**Data listing**
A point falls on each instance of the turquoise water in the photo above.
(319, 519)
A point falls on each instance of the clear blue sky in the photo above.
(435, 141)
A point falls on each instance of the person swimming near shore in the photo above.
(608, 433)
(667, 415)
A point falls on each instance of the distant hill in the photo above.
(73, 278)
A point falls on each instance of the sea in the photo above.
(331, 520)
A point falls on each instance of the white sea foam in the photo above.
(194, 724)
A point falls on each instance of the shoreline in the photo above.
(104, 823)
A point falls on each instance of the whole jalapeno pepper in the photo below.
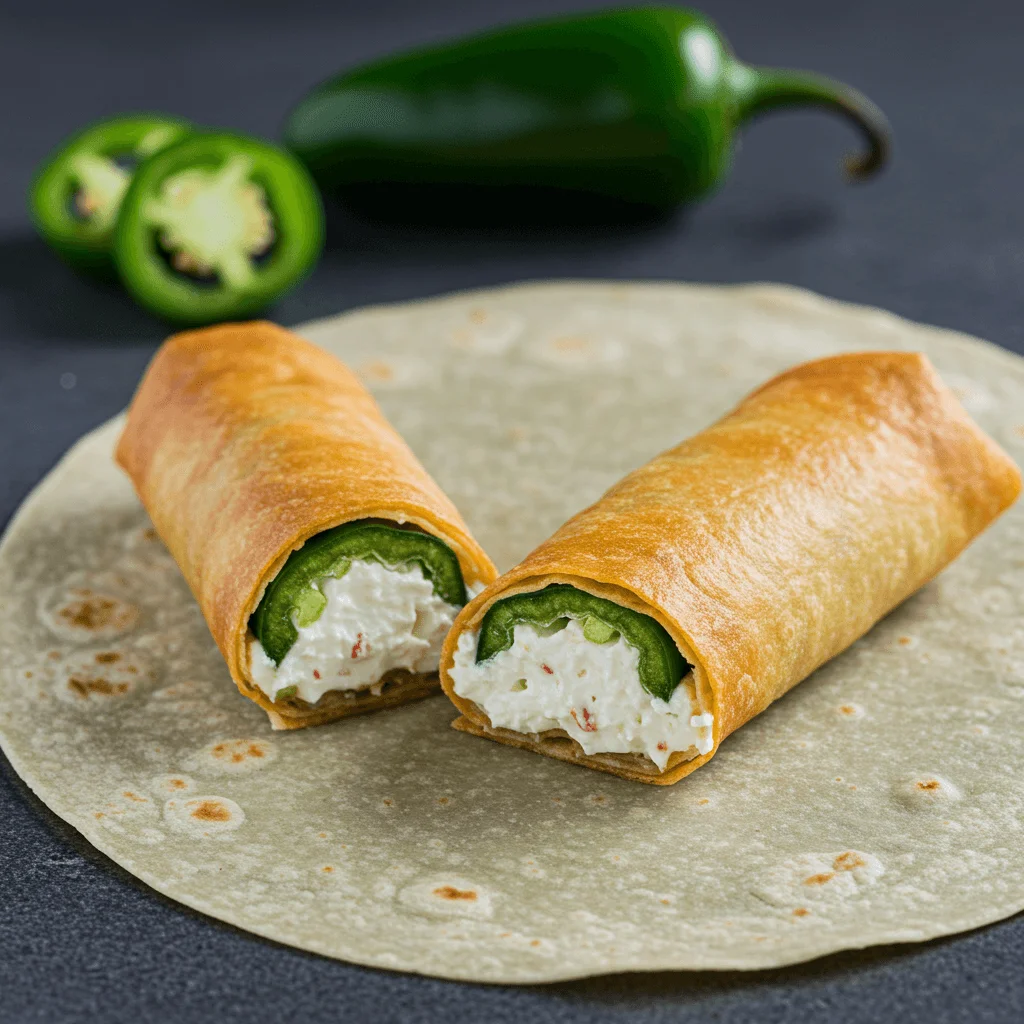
(637, 105)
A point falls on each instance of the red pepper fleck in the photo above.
(589, 723)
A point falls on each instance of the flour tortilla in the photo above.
(881, 801)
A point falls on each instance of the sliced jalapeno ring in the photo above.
(217, 227)
(77, 194)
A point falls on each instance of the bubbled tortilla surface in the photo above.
(881, 801)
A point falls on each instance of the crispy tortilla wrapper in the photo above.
(773, 540)
(244, 441)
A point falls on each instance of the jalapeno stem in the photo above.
(761, 89)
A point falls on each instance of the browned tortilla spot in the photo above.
(450, 892)
(211, 810)
(819, 880)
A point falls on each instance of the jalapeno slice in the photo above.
(662, 667)
(294, 597)
(217, 227)
(76, 195)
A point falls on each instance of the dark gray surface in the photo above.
(940, 238)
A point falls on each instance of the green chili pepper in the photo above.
(294, 597)
(662, 667)
(216, 227)
(636, 105)
(76, 195)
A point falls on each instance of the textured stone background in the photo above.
(938, 239)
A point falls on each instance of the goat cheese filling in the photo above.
(376, 619)
(591, 690)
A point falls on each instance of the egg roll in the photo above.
(763, 547)
(328, 564)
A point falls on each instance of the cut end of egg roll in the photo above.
(254, 451)
(763, 547)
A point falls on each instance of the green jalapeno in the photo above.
(636, 105)
(294, 598)
(216, 227)
(76, 195)
(662, 667)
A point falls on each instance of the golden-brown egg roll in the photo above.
(246, 443)
(762, 547)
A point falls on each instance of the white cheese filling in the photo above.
(376, 619)
(591, 690)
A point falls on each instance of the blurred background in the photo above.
(937, 237)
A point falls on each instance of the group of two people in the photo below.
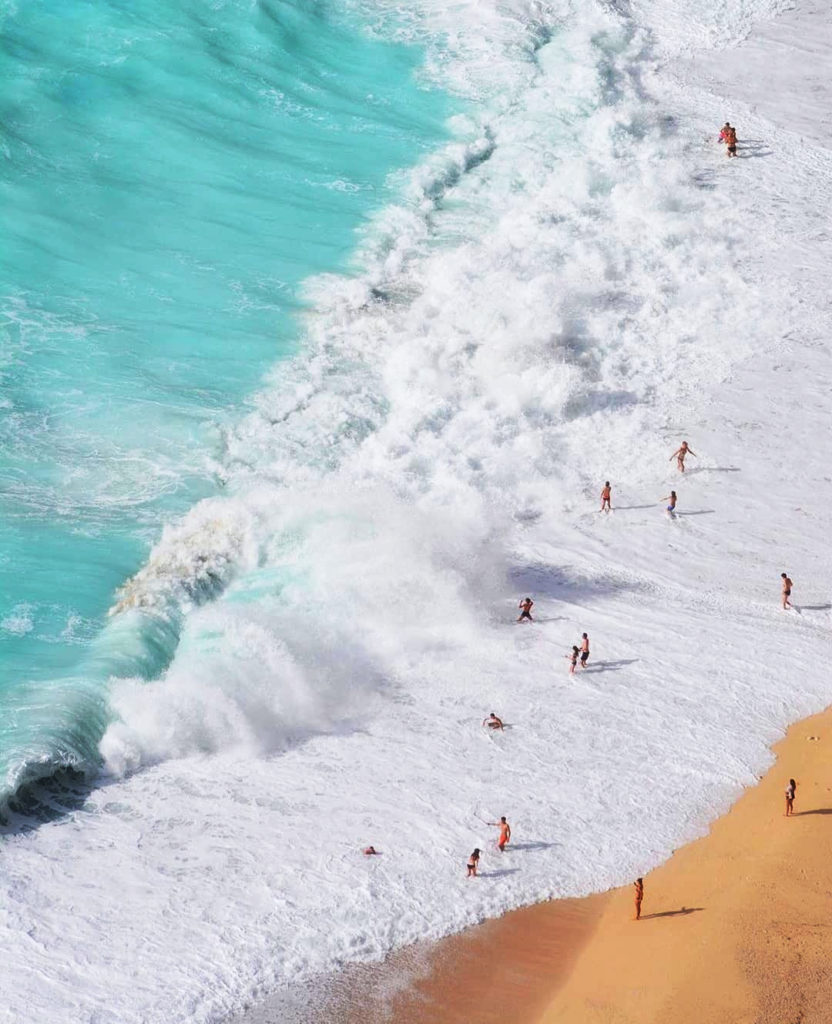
(505, 836)
(679, 455)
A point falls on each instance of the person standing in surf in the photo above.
(473, 861)
(505, 833)
(679, 455)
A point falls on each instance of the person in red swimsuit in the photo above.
(679, 455)
(787, 590)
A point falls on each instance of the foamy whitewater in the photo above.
(570, 284)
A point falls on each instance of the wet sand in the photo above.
(736, 929)
(503, 970)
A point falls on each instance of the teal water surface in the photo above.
(172, 171)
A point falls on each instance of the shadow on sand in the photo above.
(672, 913)
(606, 666)
(540, 580)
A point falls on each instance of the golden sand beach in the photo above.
(736, 929)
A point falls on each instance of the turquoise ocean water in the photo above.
(172, 172)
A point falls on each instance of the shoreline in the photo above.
(489, 973)
(736, 929)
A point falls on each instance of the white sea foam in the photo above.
(560, 296)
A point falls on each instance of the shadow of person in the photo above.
(608, 666)
(672, 913)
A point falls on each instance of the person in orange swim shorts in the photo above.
(639, 895)
(505, 833)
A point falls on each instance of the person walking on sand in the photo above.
(639, 895)
(505, 833)
(679, 455)
(473, 861)
(787, 590)
(790, 788)
(671, 500)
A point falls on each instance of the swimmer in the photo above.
(584, 649)
(505, 833)
(671, 500)
(790, 798)
(679, 455)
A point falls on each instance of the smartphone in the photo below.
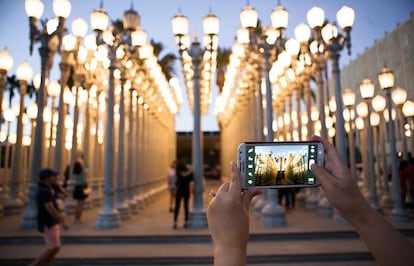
(279, 164)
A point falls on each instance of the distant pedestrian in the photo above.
(81, 190)
(48, 216)
(184, 178)
(171, 180)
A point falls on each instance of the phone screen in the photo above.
(281, 164)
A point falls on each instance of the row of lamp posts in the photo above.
(134, 71)
(295, 61)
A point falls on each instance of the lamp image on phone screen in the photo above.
(279, 164)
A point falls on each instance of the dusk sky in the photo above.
(373, 19)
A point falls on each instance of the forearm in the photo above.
(387, 245)
(229, 256)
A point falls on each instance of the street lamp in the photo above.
(6, 63)
(367, 90)
(198, 67)
(333, 42)
(386, 81)
(268, 42)
(14, 205)
(348, 97)
(50, 38)
(399, 96)
(378, 105)
(408, 111)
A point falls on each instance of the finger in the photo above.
(235, 186)
(321, 174)
(223, 188)
(248, 195)
(330, 150)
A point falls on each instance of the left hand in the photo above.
(228, 213)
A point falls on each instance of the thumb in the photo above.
(321, 174)
(248, 195)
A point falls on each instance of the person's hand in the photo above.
(228, 213)
(339, 186)
(65, 226)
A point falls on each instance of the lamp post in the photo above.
(14, 205)
(408, 111)
(399, 96)
(67, 61)
(273, 215)
(50, 39)
(334, 42)
(348, 96)
(378, 105)
(199, 84)
(6, 63)
(386, 80)
(9, 117)
(367, 89)
(109, 216)
(53, 90)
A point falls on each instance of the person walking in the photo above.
(48, 216)
(171, 180)
(80, 192)
(228, 215)
(184, 178)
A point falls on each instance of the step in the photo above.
(295, 251)
(187, 238)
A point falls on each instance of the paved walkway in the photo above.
(156, 220)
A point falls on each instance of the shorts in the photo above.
(51, 235)
(79, 193)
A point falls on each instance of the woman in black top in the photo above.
(184, 178)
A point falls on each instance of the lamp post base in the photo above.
(123, 210)
(198, 219)
(107, 219)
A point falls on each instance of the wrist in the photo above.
(230, 255)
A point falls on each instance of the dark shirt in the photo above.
(183, 181)
(45, 195)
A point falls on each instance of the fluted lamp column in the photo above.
(6, 63)
(108, 217)
(408, 111)
(378, 105)
(50, 38)
(399, 96)
(348, 97)
(398, 213)
(367, 90)
(199, 59)
(14, 205)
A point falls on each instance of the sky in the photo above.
(373, 18)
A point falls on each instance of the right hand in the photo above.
(339, 186)
(65, 226)
(228, 213)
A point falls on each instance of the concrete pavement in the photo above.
(149, 235)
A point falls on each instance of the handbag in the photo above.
(87, 190)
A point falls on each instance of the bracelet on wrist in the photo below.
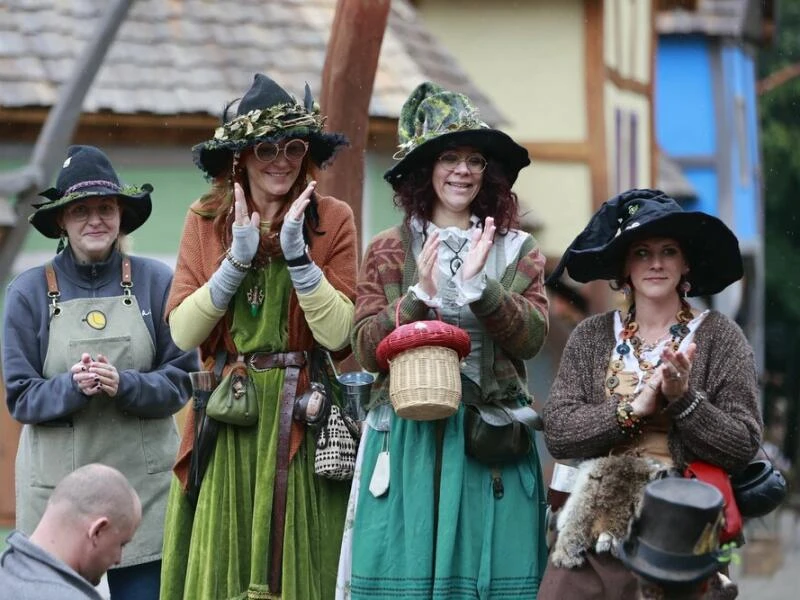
(697, 398)
(629, 422)
(237, 264)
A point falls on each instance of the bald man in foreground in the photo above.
(92, 513)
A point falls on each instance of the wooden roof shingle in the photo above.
(194, 56)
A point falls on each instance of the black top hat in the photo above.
(433, 119)
(267, 113)
(711, 249)
(87, 172)
(674, 539)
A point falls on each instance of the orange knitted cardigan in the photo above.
(200, 254)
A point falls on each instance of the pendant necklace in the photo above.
(632, 342)
(456, 261)
(255, 297)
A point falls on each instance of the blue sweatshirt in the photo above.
(31, 398)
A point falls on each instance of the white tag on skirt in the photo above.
(379, 484)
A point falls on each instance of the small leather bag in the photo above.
(492, 435)
(234, 400)
(495, 433)
(759, 489)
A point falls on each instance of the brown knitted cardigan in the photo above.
(580, 421)
(200, 254)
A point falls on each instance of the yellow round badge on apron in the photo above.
(96, 319)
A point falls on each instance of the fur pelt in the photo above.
(606, 495)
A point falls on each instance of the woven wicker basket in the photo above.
(425, 383)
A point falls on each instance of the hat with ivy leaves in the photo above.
(267, 113)
(87, 172)
(434, 119)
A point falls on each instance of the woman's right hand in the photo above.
(245, 232)
(88, 383)
(427, 264)
(648, 400)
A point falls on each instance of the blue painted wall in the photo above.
(687, 125)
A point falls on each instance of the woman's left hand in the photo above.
(106, 376)
(292, 243)
(675, 370)
(480, 245)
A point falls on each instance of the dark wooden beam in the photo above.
(347, 81)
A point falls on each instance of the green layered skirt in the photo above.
(221, 550)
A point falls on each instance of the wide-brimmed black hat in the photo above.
(433, 119)
(87, 172)
(674, 539)
(710, 247)
(267, 113)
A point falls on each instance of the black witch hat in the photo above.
(268, 113)
(598, 252)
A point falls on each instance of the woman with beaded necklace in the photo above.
(658, 385)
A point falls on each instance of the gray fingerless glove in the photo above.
(305, 278)
(227, 278)
(292, 243)
(245, 242)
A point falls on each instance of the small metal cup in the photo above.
(356, 386)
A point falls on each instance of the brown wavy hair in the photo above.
(217, 204)
(415, 196)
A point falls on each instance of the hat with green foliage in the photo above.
(267, 113)
(87, 172)
(434, 119)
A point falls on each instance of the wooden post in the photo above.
(347, 81)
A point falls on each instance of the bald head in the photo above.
(97, 490)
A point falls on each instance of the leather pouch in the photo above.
(234, 400)
(493, 436)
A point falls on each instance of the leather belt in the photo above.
(261, 361)
(292, 362)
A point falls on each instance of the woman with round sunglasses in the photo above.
(264, 284)
(431, 514)
(89, 365)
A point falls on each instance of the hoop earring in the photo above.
(685, 287)
(62, 242)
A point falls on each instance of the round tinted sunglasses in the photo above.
(450, 161)
(293, 150)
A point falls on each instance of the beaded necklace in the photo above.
(632, 342)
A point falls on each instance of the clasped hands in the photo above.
(669, 382)
(246, 233)
(475, 261)
(95, 376)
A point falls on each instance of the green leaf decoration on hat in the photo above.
(260, 123)
(431, 111)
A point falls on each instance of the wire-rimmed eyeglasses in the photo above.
(475, 162)
(293, 150)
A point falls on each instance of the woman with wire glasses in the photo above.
(265, 274)
(438, 510)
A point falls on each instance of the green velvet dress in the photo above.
(221, 550)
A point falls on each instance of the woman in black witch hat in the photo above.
(649, 389)
(442, 511)
(264, 282)
(90, 367)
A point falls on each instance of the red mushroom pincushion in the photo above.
(423, 359)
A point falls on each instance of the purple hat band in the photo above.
(96, 183)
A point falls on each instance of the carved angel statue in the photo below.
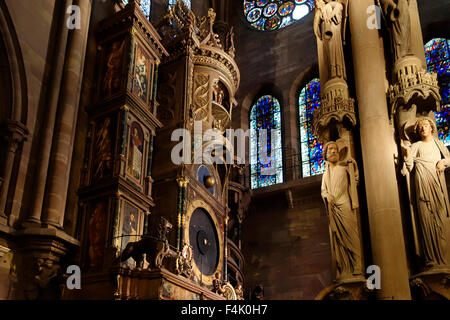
(341, 200)
(427, 160)
(396, 15)
(329, 26)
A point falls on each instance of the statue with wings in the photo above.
(329, 26)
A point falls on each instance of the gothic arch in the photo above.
(17, 100)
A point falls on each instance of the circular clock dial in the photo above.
(204, 241)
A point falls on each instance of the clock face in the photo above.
(204, 241)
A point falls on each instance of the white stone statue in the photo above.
(341, 200)
(397, 17)
(329, 26)
(427, 160)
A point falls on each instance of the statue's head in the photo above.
(331, 152)
(425, 127)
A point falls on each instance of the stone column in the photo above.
(417, 45)
(60, 162)
(45, 144)
(378, 147)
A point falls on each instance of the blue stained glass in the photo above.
(146, 6)
(437, 52)
(266, 162)
(268, 15)
(311, 149)
(186, 2)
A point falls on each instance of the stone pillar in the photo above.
(45, 144)
(378, 147)
(417, 45)
(60, 162)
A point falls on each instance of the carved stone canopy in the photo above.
(336, 107)
(413, 85)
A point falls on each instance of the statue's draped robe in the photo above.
(400, 24)
(331, 34)
(431, 197)
(345, 242)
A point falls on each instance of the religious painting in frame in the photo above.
(97, 225)
(136, 151)
(142, 74)
(103, 149)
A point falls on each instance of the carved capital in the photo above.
(413, 85)
(336, 107)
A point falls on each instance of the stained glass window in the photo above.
(266, 158)
(437, 52)
(268, 15)
(311, 149)
(146, 6)
(186, 2)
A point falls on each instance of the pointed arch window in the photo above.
(146, 6)
(437, 52)
(269, 15)
(266, 158)
(186, 2)
(311, 149)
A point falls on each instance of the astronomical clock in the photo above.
(153, 227)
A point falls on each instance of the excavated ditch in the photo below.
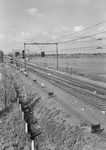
(50, 126)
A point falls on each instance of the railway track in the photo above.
(88, 98)
(83, 95)
(73, 81)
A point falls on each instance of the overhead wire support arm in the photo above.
(36, 43)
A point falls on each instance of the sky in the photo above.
(45, 20)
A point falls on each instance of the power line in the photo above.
(79, 31)
(82, 37)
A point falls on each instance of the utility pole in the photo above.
(57, 54)
(25, 55)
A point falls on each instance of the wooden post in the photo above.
(57, 54)
(26, 127)
(22, 115)
(32, 145)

**Aim of the exercise**
Copy exactly the lines from the one containing "A point falls on each instance of the carved capital" through the final line of the records above, both included, and leave out any pictures.

**Answer**
A point falls on each instance of the carved capital in the photo above.
(413, 85)
(336, 107)
A point falls on each instance of the stained glass window in the photo above.
(266, 158)
(437, 52)
(268, 15)
(311, 149)
(146, 6)
(186, 2)
A point falls on each instance of the pointed arch window in the photo above.
(146, 6)
(437, 52)
(269, 15)
(266, 158)
(186, 2)
(311, 149)
A point falls on each instance of the astronomical clock in the photo above.
(153, 227)
A point falls on each instance of the excavated ditch in the photo below.
(50, 126)
A point falls on each instance of the railway track in the photo above.
(88, 98)
(83, 95)
(73, 81)
A point falls on each instance of the overhead wire support arm in the photo above.
(36, 43)
A point falls on each instance of the sky in the photo above.
(45, 20)
A point falls on each instance of the power line in the photo above.
(79, 31)
(82, 37)
A point falls on each instance of the utility pole in the photo above.
(57, 54)
(25, 55)
A point falls on each instance of the wooden post in the photo above.
(57, 54)
(26, 127)
(22, 115)
(32, 145)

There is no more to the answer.